··· Supplied data

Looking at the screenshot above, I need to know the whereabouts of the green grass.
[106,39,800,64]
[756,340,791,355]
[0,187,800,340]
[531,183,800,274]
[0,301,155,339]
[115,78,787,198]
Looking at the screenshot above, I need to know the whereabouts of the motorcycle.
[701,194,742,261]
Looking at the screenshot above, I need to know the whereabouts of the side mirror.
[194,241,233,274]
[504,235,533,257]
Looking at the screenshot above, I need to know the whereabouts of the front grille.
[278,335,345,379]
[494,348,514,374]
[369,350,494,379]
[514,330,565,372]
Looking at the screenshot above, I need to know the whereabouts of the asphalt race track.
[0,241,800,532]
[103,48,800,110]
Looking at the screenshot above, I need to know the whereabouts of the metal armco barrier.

······
··· Supplied data

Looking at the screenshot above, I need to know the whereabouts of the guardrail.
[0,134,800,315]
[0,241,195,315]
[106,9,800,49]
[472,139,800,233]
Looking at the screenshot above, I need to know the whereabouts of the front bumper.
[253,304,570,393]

······

Copy verbatim the material from the line with "the front bumper." to the line with "[253,304,570,393]", both lines included.

Looking at the screenshot above, I need to know the whereabouts of the front bumper.
[253,304,570,393]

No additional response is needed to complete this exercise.